Actions to take:
(1) Translate this sentence from the pub trivia notebook into Spanish: "One respondent suggested a binomial model, in which every player has the same probability of answering any question correctly."
(2) According to the pub trivia notebook, what prompted it to be written? Answer in one to three sentences.
(3) Pick up the pub trivia notebook after the expit formula and keep writing it.

### Reading text

Handicapping pub trivia

Allen B. Downey

MIT License

In [1]:
# If we're running in Colab, install empiricaldist

import sys
IN_COLAB = 'google.colab' in sys.modules

if IN_COLAB:
    !pip install empiricaldist

Introduction

This notebook is inspired by this question on Reddit's statistics forum

If there is a quiz of x questions with varying results between teams of different sizes, how could you logically handicap the larger teams to bring some sort of equivalence in performance measure?

[Suppose there are] 25 questions and a team of two scores 11/25. A team of 4 scores 17/25. Who did better in terms of average performance of each member?

One respondent suggested a binomial model, in which every player has the same probability of answering any question correctly.

I suggested a model based on item response theory, in which each question has a different level of difficulty, d, each player has a different level of efficacy e, and the probability that a player answers a question is

expit(e-d+c)

######
### Entries shown

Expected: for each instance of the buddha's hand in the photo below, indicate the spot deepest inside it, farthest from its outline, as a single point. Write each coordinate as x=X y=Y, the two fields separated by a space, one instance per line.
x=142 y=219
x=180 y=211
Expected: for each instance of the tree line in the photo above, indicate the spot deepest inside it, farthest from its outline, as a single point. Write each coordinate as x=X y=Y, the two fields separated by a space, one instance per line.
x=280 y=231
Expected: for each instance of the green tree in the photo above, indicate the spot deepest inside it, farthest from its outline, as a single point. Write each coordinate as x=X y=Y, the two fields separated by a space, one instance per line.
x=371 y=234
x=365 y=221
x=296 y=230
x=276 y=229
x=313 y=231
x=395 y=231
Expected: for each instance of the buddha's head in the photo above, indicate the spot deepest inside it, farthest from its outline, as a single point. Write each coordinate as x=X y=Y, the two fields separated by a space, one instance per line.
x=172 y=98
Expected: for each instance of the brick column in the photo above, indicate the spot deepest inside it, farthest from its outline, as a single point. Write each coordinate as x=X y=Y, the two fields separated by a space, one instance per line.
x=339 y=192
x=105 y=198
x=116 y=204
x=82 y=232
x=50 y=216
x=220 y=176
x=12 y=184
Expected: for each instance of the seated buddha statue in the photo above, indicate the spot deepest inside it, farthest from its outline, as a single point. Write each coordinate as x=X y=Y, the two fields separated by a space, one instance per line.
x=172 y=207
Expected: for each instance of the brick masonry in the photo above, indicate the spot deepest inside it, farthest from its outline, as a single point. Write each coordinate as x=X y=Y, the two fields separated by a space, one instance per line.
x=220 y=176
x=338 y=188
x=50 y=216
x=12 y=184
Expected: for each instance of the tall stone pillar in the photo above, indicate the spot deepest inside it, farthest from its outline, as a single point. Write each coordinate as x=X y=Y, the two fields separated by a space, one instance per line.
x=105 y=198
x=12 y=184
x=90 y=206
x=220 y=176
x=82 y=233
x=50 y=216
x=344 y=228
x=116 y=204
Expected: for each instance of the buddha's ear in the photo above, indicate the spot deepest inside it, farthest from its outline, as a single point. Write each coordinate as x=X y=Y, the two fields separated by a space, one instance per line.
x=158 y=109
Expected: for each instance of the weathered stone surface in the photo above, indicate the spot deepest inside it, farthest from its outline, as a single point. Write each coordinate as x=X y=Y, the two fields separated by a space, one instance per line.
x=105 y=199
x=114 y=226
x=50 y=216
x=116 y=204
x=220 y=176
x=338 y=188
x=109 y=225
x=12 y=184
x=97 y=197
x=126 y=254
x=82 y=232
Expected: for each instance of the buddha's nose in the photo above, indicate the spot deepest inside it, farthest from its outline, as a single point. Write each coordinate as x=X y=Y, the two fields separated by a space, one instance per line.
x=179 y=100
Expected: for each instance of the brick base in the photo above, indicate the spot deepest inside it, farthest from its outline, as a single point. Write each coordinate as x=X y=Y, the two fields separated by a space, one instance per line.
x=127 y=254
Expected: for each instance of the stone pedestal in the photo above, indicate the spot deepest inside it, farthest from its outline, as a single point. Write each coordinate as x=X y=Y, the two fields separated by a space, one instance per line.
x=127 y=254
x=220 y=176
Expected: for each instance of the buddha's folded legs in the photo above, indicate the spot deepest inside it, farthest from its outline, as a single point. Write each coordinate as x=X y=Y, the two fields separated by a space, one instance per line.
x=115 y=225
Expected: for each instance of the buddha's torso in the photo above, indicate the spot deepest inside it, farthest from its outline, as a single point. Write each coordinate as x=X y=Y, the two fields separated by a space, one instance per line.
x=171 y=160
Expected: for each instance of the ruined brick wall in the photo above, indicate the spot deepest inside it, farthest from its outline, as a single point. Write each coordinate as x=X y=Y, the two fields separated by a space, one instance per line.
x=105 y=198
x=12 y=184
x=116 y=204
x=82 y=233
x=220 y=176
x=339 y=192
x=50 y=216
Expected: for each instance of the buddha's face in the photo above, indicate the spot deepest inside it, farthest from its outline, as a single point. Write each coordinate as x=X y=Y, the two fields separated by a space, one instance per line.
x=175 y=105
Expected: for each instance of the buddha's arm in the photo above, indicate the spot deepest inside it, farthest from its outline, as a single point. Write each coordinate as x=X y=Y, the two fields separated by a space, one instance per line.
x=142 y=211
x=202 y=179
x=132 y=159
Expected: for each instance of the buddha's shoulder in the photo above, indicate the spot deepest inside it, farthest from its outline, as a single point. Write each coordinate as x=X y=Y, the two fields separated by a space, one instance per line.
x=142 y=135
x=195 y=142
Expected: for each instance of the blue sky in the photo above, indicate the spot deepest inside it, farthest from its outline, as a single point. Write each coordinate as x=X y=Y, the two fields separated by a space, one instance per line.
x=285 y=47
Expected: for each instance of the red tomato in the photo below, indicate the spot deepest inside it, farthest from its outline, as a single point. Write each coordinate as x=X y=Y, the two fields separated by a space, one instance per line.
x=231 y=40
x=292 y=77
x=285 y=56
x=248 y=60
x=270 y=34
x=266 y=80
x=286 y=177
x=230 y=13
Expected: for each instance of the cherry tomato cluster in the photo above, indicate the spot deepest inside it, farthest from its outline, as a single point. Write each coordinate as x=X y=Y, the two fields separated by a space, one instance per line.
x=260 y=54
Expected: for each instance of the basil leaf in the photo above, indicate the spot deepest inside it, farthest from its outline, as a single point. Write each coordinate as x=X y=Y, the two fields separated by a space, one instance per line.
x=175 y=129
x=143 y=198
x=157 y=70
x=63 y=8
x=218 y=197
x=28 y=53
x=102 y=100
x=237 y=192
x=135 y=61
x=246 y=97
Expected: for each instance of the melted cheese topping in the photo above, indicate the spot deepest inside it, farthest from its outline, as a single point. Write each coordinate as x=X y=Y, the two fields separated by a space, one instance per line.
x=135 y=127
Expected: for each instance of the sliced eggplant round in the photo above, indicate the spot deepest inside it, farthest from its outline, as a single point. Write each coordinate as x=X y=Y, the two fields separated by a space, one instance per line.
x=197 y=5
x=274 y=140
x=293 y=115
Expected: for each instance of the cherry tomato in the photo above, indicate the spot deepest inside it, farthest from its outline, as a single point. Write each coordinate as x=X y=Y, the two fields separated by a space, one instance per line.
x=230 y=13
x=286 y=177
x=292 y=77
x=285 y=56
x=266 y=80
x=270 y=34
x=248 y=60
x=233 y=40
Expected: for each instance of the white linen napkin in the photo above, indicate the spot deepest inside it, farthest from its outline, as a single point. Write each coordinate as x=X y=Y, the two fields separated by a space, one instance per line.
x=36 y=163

######

Results in order:
(1) Una de las personas que respondieron propuso un modelo binomial, en el que todos los jugadores tienen la misma probabilidad de responder correctamente cualquier pregunta.

(2) It was inspired by a question on Reddit's statistics forum. The question asked how to handicap larger teams in a quiz so that teams of different sizes could be compared fairly. The example was whether a team of two scoring 11/25 or a team of four scoring 17/25 did better on average per member.

(3)
where c is a constant offset for all players and questions, and expit is the inverse of the logit function.

Another respondent pointed out that group dynamics will come into play. On a given team, it is not enough if one player knows the answer; they also have to persuade their teammates.

So let's explore these models and see how far we get. Among other things, this will be a good exercise in using NumPy n-dimensional arrays.

The binomial model

I'll start with an array with dimensions for k players, n questions, and m=1000 simulations.

In [2]:
import numpy as np

k = 4      # number of players
n = 25     # number of questions
m = 10000   # number of iterations

a = np.random.random((k, n, m))
a.shape
Out[2]:
(4, 25, 10000)

Now suppose each player has a 30% chance of answer each question. We can compute a Boolean array that indicates which questions each player got.

In [3]:
p = 0.3

b = (a < p)
b.shape
Out[3]:
(4, 25, 10000)

Let's assume for now that a team gets the question right if any of the players gets it.

If you like, you can think of "gets it" as a combination of "knows the answer" and "successfuly convinces teammates".

With this assumption, we can use the logical OR operator to reduce the answers along the player axis.

In [4]:
c = np.logical_or.reduce(b, axis=0)
c.shape
Out[4]:
(25, 10000)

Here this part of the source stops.